**Data for this task:**
===============

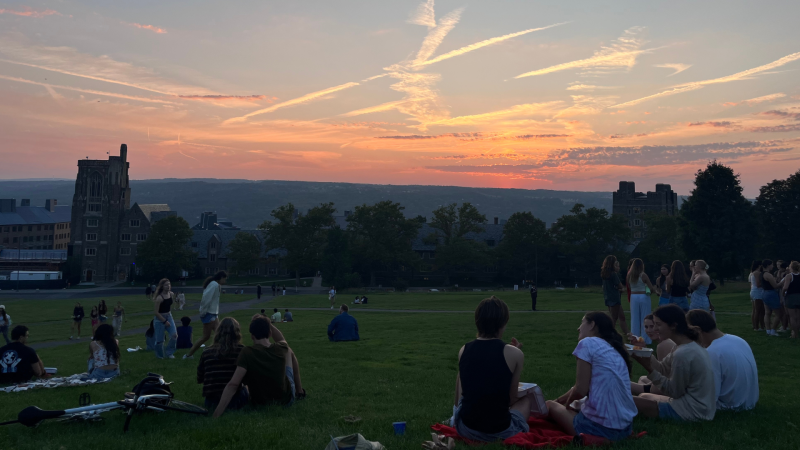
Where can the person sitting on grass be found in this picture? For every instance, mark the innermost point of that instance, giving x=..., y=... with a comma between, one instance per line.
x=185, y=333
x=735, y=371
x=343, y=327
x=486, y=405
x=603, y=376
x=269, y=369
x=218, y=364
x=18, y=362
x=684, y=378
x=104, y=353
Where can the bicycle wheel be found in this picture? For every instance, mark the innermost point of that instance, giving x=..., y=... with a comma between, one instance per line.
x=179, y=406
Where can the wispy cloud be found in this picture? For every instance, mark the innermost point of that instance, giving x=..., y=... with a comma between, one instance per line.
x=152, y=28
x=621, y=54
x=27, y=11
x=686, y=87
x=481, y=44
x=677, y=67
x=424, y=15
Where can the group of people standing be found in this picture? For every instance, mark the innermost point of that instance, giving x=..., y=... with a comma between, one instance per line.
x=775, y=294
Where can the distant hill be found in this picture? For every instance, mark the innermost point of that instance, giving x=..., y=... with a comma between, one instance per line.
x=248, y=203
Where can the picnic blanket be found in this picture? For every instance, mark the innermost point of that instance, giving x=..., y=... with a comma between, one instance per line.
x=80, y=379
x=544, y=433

===============

**Instructions to follow:**
Without any pictures, output the entries above exactly as they appear.

**Answer section:**
Where can the person sitting on grass be found in this picture? For every instance, mark the innermost point of that instance, giving x=..., y=... with a comma between, one instance per line.
x=185, y=333
x=735, y=371
x=343, y=327
x=486, y=405
x=603, y=376
x=269, y=369
x=218, y=364
x=18, y=362
x=684, y=378
x=104, y=353
Where can the bicycle wheel be found in this picture? For every instance, mark the innermost point of that instance, giving x=..., y=... with a comma between, one instance per line.
x=179, y=406
Where can the wispy cloud be found in this picture? For every instance, mark the innermost point of that instance, giving x=..., y=... with a comma between, one instance per line.
x=152, y=28
x=621, y=54
x=27, y=11
x=686, y=87
x=481, y=44
x=677, y=67
x=424, y=15
Where can the group of people standing be found in this picture? For every instance, mark the innermost point of that instance, giving x=..., y=... with a comma between, one instance per line.
x=775, y=294
Where can the distant hill be found in this picture? For every instance, mark the innermost point of that instance, giving x=..., y=... with a comma between, one instance per line.
x=248, y=203
Where can the picnic blanket be found in this picture? For every instance, mark the innermost point of that instance, giving x=..., y=... with a comma between, one instance per line.
x=80, y=379
x=544, y=433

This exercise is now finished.